> **Exercise description**: Leave the pictures out and give every entry again exactly.

> **Data excerpts**:
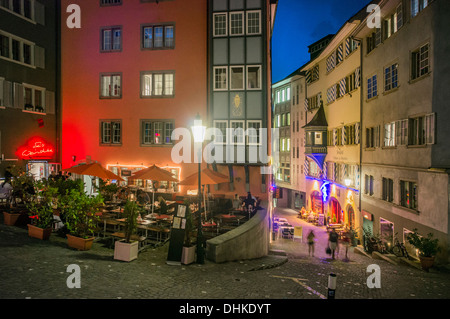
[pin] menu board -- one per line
(177, 236)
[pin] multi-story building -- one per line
(133, 72)
(289, 118)
(332, 132)
(239, 94)
(405, 150)
(29, 66)
(136, 70)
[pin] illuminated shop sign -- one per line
(36, 148)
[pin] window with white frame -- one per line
(253, 22)
(237, 132)
(111, 132)
(156, 132)
(236, 23)
(389, 134)
(111, 39)
(391, 77)
(220, 78)
(253, 132)
(16, 49)
(157, 84)
(34, 98)
(111, 85)
(417, 6)
(220, 136)
(236, 77)
(220, 24)
(420, 63)
(372, 87)
(158, 36)
(253, 77)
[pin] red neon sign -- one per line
(36, 148)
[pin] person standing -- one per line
(311, 237)
(333, 241)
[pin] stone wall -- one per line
(248, 241)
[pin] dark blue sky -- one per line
(300, 23)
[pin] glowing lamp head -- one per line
(198, 130)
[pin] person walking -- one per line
(333, 242)
(311, 237)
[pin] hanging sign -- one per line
(36, 148)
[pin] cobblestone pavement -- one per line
(34, 269)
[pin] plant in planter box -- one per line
(79, 211)
(127, 249)
(41, 210)
(428, 248)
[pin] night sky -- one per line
(300, 23)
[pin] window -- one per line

> **Written answer**:
[pin] menu board -- one per line
(177, 236)
[pin] multi-story building -- one per line
(133, 72)
(289, 118)
(332, 132)
(239, 94)
(405, 150)
(29, 66)
(136, 70)
[pin] illuminated shop sign -- one per line
(36, 148)
[pin] window with white frame -- one per line
(253, 22)
(237, 132)
(111, 132)
(156, 132)
(236, 23)
(389, 134)
(111, 39)
(391, 77)
(220, 78)
(253, 132)
(16, 49)
(157, 84)
(34, 98)
(111, 85)
(417, 6)
(220, 136)
(236, 77)
(220, 24)
(420, 63)
(372, 87)
(158, 36)
(253, 77)
[pin] red neon sign -- one per line
(36, 148)
[pin] person standing -- one per line
(311, 237)
(333, 241)
[pin] stone wall -- one per line
(248, 241)
[pin] dark blue sky -- one per line
(300, 23)
[pin] glowing lamp head -- one per line
(198, 130)
[pin] person walking -- one per line
(333, 242)
(311, 237)
[pin] hanging sign -- one per line
(36, 148)
[pin] cobblestone pavement -- one per line
(34, 269)
[pin] plant in planter box -- one per line
(79, 211)
(127, 249)
(41, 210)
(428, 248)
[pin] night sky -- one per line
(300, 23)
[pin] window -- one per line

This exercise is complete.